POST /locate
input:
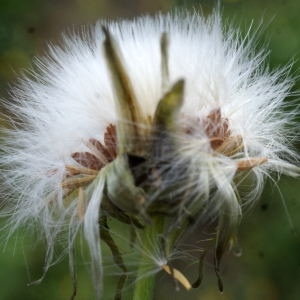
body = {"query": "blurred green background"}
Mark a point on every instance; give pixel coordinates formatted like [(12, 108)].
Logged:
[(270, 265)]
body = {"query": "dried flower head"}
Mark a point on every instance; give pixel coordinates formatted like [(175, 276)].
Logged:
[(160, 120)]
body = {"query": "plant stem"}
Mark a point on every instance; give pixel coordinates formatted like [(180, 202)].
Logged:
[(151, 243)]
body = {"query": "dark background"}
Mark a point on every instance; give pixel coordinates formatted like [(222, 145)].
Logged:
[(269, 268)]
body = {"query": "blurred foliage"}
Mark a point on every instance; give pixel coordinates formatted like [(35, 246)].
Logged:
[(270, 265)]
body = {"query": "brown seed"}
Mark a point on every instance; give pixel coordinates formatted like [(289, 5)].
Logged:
[(178, 276), (88, 160), (248, 164)]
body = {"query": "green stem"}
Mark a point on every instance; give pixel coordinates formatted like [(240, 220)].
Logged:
[(151, 243)]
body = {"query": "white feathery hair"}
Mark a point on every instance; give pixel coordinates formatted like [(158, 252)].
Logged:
[(68, 98)]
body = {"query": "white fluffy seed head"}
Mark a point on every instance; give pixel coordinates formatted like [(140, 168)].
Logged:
[(70, 99)]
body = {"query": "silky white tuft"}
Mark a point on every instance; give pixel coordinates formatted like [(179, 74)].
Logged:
[(232, 126)]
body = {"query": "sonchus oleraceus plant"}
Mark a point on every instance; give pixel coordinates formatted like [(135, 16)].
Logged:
[(158, 123)]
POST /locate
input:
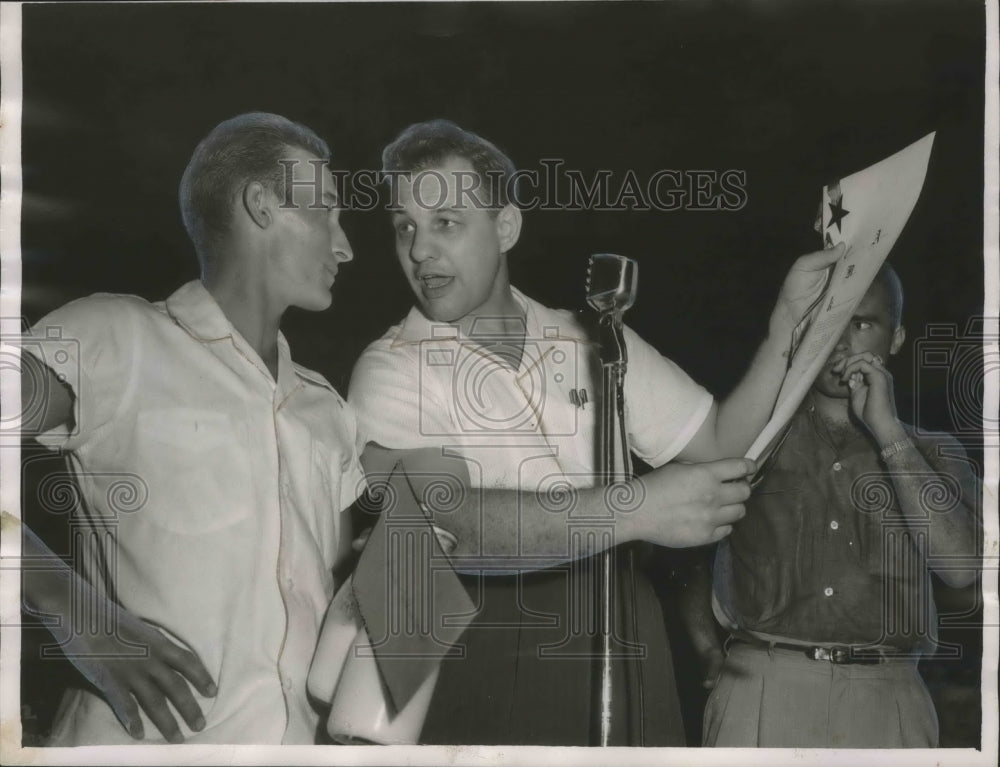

Written exercise:
Can you pull out every line of the listing above that contains the string "stem"? Treat uppercase and lowercase as different.

Solution to the problem:
body = {"query": "plant stem"}
body = {"query": "green stem"}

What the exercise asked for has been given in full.